> [What you have to do] All of the data should be given again word for word, though the images are to be left out.

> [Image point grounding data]
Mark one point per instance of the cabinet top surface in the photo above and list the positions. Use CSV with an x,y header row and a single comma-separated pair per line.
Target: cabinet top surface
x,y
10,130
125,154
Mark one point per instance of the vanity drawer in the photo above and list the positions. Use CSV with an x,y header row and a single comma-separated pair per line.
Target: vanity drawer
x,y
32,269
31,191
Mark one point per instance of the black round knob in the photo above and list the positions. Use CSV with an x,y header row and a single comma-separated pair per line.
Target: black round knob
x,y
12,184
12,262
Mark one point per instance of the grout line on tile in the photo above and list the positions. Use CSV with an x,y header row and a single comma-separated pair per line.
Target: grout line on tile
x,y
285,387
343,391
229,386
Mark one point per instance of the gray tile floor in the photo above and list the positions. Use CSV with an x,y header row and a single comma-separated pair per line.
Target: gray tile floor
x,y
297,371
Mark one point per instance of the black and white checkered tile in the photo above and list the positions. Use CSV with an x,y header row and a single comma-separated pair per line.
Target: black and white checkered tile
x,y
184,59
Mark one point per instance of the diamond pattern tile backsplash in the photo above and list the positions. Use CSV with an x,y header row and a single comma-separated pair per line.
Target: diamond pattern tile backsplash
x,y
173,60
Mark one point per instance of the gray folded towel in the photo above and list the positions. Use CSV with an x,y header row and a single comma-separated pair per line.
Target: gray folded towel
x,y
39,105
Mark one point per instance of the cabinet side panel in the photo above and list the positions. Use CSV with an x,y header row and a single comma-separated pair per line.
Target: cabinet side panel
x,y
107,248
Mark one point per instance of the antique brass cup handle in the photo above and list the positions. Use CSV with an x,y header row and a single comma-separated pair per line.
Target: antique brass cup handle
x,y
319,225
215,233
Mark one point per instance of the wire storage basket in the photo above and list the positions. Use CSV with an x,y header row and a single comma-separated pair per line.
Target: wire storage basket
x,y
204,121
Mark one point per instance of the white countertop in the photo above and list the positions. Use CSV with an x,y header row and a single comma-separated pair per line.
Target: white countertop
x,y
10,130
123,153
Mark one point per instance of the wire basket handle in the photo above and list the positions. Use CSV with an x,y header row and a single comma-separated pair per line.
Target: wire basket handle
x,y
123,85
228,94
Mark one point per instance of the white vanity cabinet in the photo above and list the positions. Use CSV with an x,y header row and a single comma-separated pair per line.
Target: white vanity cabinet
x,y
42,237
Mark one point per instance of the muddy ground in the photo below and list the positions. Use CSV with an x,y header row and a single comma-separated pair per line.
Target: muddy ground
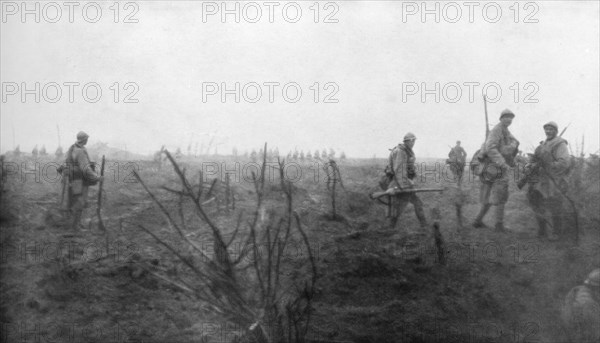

> [The answer]
Mark one point per instance of the cabinet top surface in the photo above and list the positions. Use CSV with an x,y header row and a single comma-separated pair per line.
Target: cabinet top surface
x,y
10,130
125,154
Mark one point per instance of the vanity drawer in the photo above and list the positions. Use CSV with an x,y header row and a single comma-separated pair per line.
Target: vanity drawer
x,y
32,269
31,191
Mark one point per instance of the black round knob in the photo above and list the positions. Use CSV with an x,y header row and a single comma-separated pair per line.
Target: black round knob
x,y
12,184
12,262
Mark one point per instance of the grout line on tile in the photo above and list the positions. Use CSV with an x,y header row and a single comma-separated pair per line.
Target: grout line on tile
x,y
285,387
343,391
229,386
Mark one point per instance of the gray tile floor in the photo above and list the positions. Use CSV with an x,y header row and a single comma-separated pair per line.
Target: gray tile floor
x,y
297,371
Mark one point per instance of the black and white checkered tile in the photo above and list the positions. Use CSV with an x,y header row and a single comma-separated pair per line.
Target: black and white checkered tile
x,y
184,59
Mark one point per instance of the diamond pattern tile backsplash in the photo above and list the positions. Use CSV with an x,y header row and a single comma-separated pair per line.
Target: diamond pattern tile backsplash
x,y
173,60
Mark one point per instance of the gray folded towel in the photo above and list the positions. Use CSV with an x,y header row and a single comma-separated pair per line.
Target: gray folded towel
x,y
39,105
Mark one point per instance of the cabinet side panel in the photo above and list the positions. Use CSV with an x,y header row and a single comma-separated pair per line.
Target: cabinet side panel
x,y
107,248
Mark one point per instance of the antique brass cup handle in the photo above and list the positions. Use CSV with an x,y header row and a single comma-separated pair per line.
Target: antique brass cup handle
x,y
319,225
215,233
Mark one point per instance of the wire storage basket in the photo above and list the positions. Use CSV with an x,y header row and a single comma-separated pair per line.
Target: wire storage basket
x,y
204,121
Mark one point per instance of the white countertop in the photo above and list the positions. Use CSV with an x,y header row and a single comma-separated pair per line.
Target: white countertop
x,y
10,130
123,153
Mark one point per instance of the wire basket handle in the photo above and list the positions. Use CSV with an x,y header row and a single comma-separated pair per line.
Target: wire basket handle
x,y
123,85
228,94
Mark one point per instance of the white vanity cabinet in the photo above and list the positions. Use CSV with an x,y header row and a single comma-separated pair per line.
Target: white vanity cabinet
x,y
42,237
Mark one point per instance of the muddy ground in the photo below and list the positions. Use CSV with an x,y header row and a single comma-separated pair per line.
Target: muddy ground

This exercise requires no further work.